• **GIVEN INSTRUCTION**: In the records below, find the line containing "For each instance". Output it and every line after it to the end, unchanged, with no pictures.

(Records from a point labeling set)
** Begin **
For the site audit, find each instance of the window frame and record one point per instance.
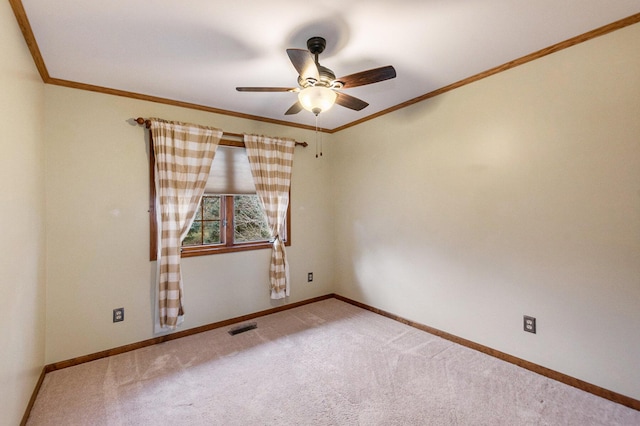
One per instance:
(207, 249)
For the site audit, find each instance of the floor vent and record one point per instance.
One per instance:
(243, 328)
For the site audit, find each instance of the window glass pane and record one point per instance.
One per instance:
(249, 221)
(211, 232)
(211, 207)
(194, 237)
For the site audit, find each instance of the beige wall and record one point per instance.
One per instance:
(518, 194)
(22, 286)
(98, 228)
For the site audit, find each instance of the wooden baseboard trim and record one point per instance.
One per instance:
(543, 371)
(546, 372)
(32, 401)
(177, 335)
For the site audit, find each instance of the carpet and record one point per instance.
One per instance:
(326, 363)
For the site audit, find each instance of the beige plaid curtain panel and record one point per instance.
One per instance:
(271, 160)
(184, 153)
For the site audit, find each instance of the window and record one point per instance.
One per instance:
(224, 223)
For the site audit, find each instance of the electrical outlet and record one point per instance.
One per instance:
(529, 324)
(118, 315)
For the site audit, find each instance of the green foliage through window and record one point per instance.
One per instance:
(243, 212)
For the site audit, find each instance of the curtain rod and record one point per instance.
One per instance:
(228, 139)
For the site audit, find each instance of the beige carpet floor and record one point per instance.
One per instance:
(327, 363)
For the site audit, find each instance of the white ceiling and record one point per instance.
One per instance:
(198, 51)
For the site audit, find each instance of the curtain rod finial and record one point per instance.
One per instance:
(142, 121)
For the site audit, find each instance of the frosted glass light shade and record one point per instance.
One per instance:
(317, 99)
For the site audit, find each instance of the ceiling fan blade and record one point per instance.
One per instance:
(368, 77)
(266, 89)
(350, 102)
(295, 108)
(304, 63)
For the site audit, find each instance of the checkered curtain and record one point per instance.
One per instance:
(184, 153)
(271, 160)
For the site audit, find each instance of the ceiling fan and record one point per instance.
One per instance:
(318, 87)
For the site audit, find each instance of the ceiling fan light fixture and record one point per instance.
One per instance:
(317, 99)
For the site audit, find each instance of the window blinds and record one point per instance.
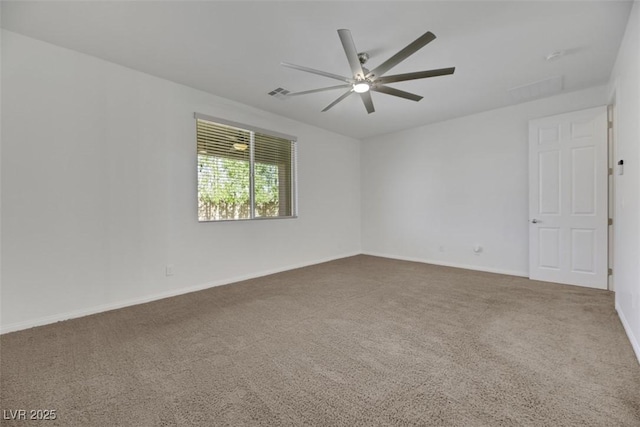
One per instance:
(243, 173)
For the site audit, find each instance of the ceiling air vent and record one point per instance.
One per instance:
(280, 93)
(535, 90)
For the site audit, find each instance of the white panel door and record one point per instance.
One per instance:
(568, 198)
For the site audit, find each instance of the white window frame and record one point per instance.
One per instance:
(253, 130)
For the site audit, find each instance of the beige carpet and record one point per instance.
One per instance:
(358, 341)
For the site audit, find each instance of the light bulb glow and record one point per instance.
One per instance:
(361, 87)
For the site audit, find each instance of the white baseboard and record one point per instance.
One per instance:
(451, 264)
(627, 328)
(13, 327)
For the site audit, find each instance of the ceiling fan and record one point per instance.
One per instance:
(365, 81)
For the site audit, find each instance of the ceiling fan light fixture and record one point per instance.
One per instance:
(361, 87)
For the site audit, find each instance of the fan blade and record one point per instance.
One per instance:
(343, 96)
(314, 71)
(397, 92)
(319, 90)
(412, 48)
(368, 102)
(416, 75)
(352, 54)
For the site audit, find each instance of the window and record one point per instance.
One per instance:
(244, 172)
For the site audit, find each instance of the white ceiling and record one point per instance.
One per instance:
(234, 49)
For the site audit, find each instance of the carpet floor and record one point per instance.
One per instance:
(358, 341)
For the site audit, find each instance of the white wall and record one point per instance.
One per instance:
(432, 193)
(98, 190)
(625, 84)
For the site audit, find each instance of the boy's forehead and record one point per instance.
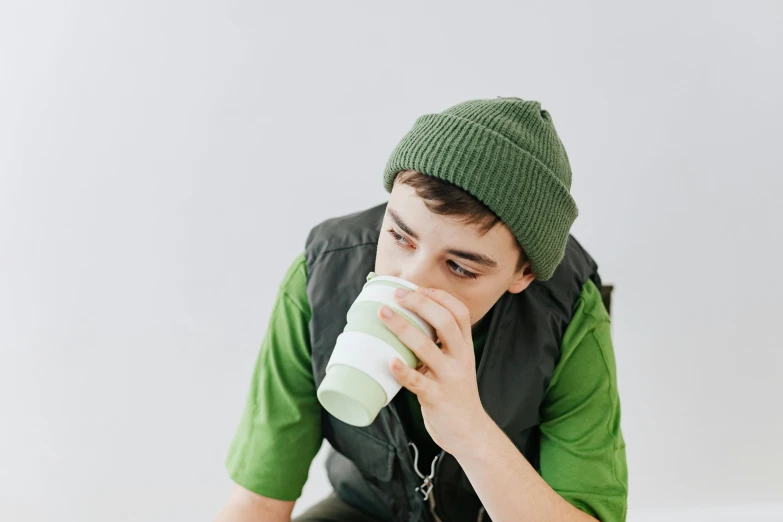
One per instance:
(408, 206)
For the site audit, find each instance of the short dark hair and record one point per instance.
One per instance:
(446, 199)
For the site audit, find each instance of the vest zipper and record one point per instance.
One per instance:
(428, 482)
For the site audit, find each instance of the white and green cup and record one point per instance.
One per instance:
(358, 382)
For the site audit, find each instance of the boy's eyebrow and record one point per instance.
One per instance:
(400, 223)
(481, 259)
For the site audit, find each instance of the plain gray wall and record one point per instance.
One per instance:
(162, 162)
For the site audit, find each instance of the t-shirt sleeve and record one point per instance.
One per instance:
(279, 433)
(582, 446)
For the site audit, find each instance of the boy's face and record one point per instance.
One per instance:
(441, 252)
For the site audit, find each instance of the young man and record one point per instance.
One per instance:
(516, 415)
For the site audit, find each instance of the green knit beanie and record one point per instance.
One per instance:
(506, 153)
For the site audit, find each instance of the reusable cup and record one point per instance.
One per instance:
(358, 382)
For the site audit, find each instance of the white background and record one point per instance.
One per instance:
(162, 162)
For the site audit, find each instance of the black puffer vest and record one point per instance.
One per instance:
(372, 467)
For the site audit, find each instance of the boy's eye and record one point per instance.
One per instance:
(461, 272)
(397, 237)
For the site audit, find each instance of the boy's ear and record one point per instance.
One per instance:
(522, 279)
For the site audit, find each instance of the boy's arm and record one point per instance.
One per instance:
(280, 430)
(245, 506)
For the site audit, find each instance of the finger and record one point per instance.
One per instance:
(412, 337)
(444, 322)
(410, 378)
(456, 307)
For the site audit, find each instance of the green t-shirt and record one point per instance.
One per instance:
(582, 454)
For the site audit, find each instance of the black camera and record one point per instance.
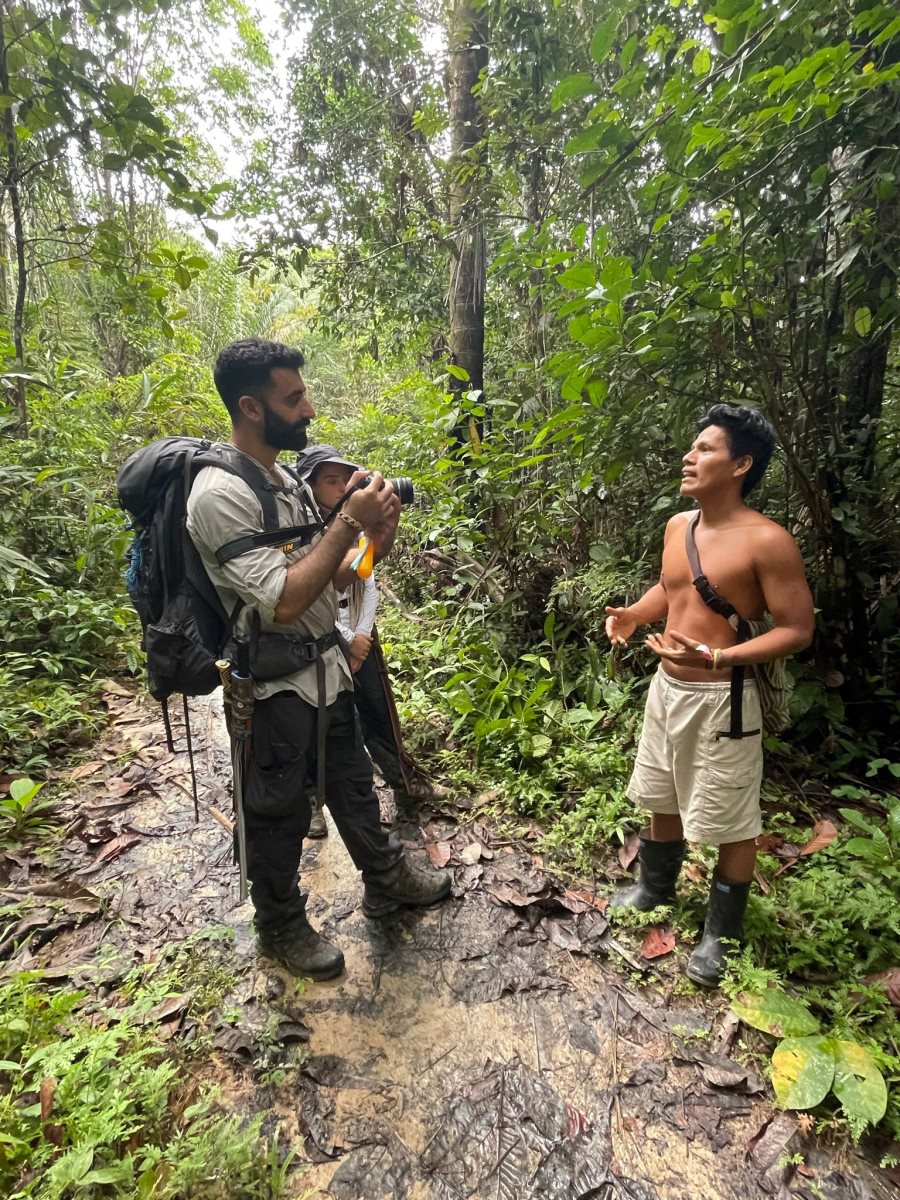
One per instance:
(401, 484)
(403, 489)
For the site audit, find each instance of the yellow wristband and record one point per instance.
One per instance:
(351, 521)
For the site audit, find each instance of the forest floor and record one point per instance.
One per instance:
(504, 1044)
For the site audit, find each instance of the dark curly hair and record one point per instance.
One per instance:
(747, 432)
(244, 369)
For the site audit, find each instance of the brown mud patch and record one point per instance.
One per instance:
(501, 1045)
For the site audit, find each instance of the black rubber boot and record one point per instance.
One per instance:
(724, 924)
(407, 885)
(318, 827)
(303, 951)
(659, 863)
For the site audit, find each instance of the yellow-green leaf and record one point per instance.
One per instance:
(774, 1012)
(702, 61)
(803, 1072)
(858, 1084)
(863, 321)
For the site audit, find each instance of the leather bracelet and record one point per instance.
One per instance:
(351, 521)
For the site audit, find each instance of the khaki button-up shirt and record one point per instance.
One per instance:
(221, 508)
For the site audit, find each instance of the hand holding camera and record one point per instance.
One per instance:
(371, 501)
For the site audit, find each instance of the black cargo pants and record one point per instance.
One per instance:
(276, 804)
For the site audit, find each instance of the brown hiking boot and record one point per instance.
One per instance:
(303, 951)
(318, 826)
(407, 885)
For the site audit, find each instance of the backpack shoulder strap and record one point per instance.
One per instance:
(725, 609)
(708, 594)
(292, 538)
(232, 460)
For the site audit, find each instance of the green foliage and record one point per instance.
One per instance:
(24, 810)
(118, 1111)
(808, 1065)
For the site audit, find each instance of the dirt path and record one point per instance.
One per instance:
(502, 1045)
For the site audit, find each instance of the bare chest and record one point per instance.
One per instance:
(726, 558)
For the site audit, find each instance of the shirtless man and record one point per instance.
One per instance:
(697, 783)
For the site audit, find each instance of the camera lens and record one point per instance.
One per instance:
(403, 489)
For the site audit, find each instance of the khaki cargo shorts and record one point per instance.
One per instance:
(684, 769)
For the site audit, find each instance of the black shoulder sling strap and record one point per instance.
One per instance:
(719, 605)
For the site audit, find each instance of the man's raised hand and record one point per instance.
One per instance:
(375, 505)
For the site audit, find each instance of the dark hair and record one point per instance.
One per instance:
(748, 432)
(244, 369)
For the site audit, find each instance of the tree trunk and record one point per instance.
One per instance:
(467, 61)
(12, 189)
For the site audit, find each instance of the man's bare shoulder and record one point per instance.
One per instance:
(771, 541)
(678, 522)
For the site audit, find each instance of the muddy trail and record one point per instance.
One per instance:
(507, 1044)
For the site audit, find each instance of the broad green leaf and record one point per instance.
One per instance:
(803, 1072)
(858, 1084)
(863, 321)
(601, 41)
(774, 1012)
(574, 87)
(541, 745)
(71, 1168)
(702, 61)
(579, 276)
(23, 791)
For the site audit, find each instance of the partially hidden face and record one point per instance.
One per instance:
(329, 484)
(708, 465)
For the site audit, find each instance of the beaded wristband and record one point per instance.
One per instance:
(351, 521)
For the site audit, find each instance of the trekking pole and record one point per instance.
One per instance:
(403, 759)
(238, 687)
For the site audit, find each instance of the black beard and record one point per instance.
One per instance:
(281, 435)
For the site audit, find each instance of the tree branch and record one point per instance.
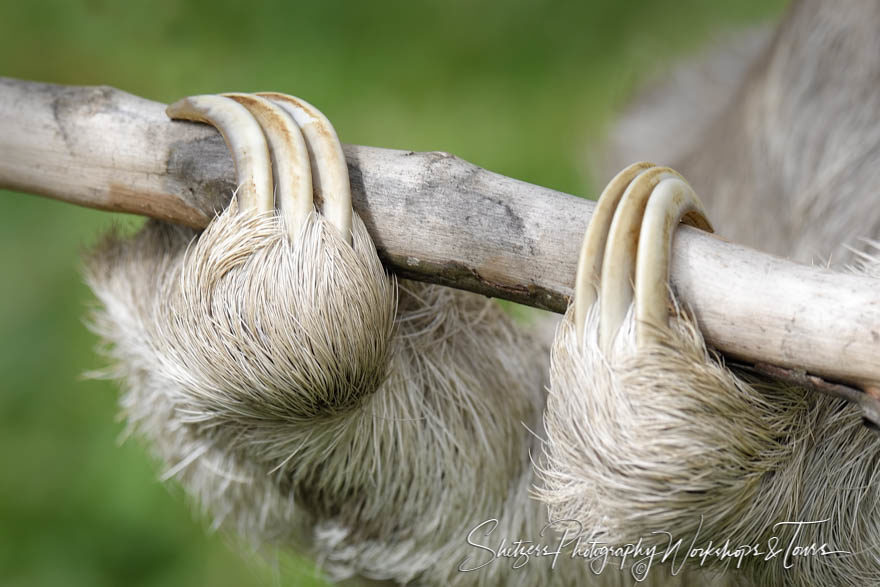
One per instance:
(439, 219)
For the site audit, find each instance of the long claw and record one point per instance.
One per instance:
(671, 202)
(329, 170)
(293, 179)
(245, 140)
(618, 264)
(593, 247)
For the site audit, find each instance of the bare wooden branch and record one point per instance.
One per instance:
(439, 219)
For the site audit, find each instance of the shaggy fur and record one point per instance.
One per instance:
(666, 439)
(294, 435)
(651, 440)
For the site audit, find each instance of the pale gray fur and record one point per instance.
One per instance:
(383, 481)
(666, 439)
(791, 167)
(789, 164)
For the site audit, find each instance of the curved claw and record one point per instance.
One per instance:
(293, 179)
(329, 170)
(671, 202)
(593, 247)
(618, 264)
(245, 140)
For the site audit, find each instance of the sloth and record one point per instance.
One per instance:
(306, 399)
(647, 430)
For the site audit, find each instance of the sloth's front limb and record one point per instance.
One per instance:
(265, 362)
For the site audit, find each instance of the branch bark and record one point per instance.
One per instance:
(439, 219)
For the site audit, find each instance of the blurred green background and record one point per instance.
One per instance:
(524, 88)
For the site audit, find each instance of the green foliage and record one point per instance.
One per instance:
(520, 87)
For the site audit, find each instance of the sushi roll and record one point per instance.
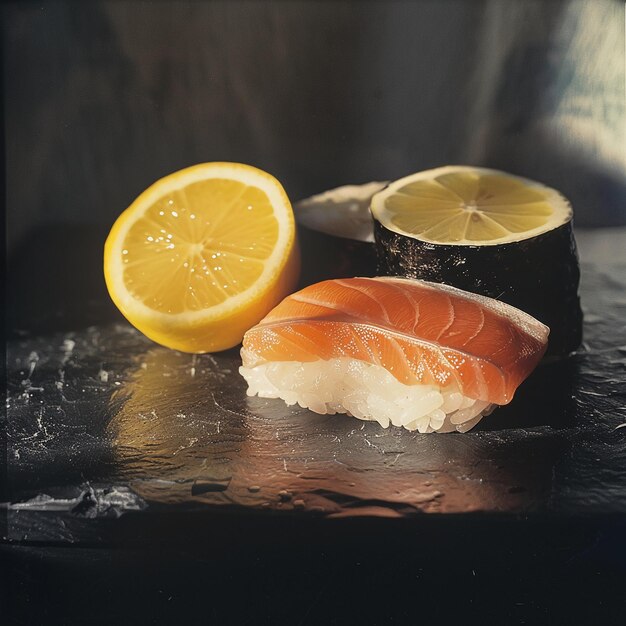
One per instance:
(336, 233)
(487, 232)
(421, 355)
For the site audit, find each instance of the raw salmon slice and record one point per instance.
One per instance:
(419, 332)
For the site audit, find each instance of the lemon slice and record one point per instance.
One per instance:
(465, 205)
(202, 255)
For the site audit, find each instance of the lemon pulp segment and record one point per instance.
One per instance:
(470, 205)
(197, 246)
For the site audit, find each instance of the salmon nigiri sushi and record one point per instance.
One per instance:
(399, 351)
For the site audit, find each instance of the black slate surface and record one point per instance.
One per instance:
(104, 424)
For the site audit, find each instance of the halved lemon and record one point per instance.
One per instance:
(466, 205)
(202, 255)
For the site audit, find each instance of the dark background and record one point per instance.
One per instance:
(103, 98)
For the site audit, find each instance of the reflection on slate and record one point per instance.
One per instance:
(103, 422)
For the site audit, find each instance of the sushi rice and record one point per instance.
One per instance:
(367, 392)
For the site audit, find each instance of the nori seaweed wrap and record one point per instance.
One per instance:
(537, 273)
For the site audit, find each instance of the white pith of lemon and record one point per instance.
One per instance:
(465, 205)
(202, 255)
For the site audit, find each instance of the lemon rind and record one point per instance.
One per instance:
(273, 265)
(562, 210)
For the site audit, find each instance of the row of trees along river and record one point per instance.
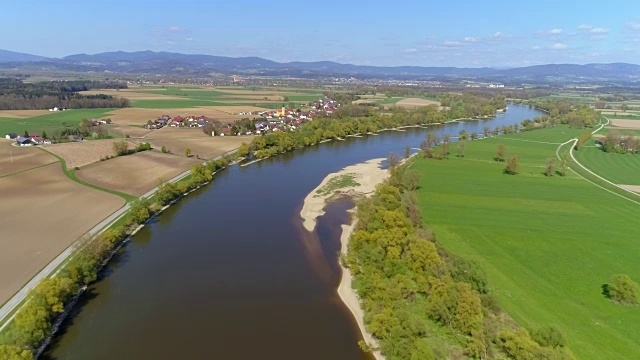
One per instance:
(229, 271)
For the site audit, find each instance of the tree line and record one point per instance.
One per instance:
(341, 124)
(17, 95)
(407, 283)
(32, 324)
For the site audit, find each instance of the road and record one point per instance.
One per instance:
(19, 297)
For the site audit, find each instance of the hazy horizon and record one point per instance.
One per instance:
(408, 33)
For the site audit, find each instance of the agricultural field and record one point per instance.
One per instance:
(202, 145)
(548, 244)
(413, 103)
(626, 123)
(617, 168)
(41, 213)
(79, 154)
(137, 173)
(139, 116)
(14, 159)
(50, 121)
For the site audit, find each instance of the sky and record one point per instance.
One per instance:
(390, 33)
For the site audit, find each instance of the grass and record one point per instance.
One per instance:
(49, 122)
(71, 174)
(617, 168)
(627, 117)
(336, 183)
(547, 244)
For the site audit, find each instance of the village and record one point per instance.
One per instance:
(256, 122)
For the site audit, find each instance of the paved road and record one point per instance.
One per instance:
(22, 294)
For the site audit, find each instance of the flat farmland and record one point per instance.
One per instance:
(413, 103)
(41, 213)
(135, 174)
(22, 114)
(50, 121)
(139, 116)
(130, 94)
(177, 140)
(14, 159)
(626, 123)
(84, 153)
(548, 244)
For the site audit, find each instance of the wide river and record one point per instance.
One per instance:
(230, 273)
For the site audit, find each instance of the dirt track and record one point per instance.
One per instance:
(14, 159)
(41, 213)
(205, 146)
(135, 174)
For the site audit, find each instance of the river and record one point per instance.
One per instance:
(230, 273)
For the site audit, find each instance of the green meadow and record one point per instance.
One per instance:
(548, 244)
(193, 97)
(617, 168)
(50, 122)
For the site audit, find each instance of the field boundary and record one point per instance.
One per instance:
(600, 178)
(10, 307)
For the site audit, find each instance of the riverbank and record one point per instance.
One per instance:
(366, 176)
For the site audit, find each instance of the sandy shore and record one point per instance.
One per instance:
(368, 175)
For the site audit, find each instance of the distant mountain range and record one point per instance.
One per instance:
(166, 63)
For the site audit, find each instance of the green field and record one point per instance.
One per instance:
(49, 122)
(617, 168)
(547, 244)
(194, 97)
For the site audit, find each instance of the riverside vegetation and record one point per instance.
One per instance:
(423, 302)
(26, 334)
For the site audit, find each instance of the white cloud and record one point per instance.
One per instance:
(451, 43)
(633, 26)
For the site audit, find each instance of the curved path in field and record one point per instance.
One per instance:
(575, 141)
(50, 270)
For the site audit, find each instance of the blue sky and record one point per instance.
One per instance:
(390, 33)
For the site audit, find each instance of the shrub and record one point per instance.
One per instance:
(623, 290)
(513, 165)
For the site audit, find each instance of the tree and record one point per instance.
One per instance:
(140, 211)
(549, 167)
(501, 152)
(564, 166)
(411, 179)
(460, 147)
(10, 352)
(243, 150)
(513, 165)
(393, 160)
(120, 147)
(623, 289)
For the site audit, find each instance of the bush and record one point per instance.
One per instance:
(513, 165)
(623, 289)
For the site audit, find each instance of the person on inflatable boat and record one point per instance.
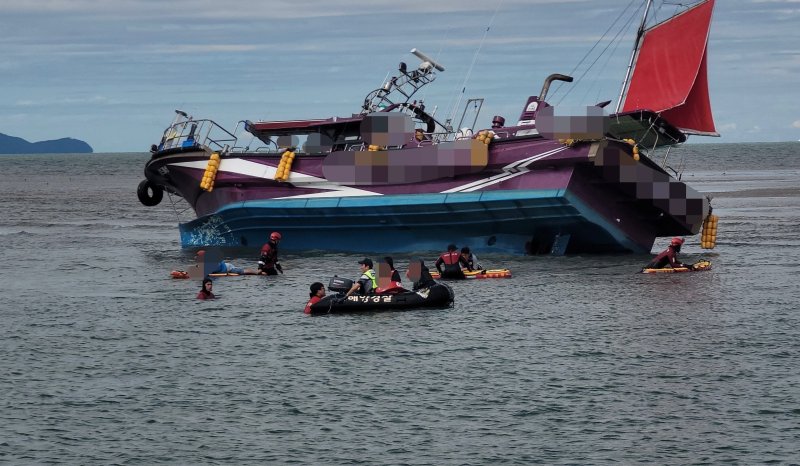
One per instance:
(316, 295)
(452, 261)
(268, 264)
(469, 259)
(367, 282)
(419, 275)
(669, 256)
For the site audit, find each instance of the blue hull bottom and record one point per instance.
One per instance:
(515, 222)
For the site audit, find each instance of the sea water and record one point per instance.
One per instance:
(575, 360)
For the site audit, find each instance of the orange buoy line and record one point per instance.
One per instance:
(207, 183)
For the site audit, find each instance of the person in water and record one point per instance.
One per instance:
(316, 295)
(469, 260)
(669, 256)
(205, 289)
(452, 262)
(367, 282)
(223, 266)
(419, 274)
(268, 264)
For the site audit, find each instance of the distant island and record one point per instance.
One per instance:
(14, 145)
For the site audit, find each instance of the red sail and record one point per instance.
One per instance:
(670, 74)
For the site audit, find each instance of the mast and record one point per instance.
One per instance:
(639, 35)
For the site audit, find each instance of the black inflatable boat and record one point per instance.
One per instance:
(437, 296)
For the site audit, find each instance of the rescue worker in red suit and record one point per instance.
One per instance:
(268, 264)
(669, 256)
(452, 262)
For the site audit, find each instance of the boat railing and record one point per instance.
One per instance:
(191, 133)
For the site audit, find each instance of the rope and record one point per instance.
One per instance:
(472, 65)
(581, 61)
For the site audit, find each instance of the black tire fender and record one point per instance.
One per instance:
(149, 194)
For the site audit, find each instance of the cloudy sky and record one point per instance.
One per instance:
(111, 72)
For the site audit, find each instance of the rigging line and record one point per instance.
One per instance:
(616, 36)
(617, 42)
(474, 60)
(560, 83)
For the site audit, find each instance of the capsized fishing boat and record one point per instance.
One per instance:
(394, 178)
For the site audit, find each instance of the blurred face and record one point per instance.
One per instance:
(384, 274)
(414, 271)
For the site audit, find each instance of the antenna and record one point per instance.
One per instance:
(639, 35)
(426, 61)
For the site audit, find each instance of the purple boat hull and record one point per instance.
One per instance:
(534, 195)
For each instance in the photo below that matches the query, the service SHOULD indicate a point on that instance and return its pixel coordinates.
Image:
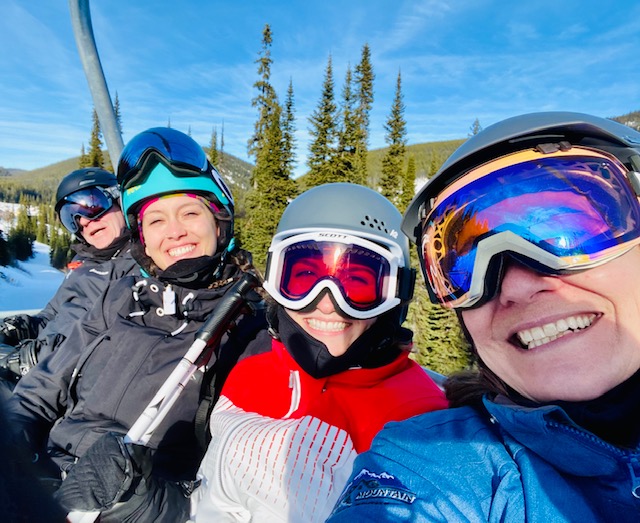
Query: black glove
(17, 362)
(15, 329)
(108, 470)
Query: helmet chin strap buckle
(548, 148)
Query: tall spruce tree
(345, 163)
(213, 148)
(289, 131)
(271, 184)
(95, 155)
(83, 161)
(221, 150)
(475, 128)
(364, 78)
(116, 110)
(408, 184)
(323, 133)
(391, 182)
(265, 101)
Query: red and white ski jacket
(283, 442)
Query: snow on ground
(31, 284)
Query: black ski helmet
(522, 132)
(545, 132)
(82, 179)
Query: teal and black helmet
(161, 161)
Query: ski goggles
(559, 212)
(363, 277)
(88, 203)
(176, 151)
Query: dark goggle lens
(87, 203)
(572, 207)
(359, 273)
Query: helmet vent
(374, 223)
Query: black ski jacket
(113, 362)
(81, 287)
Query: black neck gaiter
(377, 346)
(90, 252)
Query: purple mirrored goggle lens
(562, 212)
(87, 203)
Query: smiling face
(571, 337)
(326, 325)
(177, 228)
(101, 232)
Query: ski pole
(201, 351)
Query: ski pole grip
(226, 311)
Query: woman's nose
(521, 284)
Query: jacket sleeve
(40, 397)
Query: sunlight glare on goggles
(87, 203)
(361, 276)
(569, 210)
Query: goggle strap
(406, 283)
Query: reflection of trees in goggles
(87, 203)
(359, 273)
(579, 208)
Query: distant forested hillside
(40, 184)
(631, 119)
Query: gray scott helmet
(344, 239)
** End **
• **TASK SOLUTION**:
For each instance in the photo below that matches the query, the service SHOULD indicate a point on that instance and return its pixel coordinates.
Image:
Query: black glove
(17, 362)
(15, 329)
(108, 470)
Query: helmet chin strap buckle
(548, 148)
Query: tall spruce tree
(345, 163)
(213, 148)
(289, 131)
(271, 184)
(95, 155)
(83, 161)
(221, 150)
(475, 128)
(364, 78)
(116, 110)
(408, 184)
(323, 133)
(391, 182)
(265, 101)
Query: red and white ski jacket
(283, 442)
Query: snow on ground
(31, 284)
Query: black ski helmet
(522, 132)
(545, 132)
(82, 179)
Query: teal and black helmet
(161, 161)
Query: ski goggles
(559, 212)
(363, 277)
(88, 203)
(176, 151)
Query: dark goggle lens
(87, 203)
(572, 207)
(359, 273)
Query: helmet vent
(374, 223)
Query: black ski jacket
(113, 362)
(81, 287)
Query: black neck gaiter
(377, 346)
(90, 252)
Query: purple mirrored goggle lens
(562, 212)
(87, 203)
Query: smiling face
(571, 337)
(326, 325)
(177, 228)
(101, 232)
Query: ski pole
(201, 351)
Query: ski pole grip
(226, 311)
Query: woman's nose
(521, 284)
Query: jacket sleeve
(40, 397)
Query: sunlight glare on goggles
(87, 203)
(361, 276)
(569, 210)
Query: goggle strap
(406, 283)
Query: reflection of trees in goggles
(87, 203)
(359, 273)
(579, 208)
Query: distant forested hillside
(40, 184)
(631, 119)
Query: gray scott helmet
(344, 239)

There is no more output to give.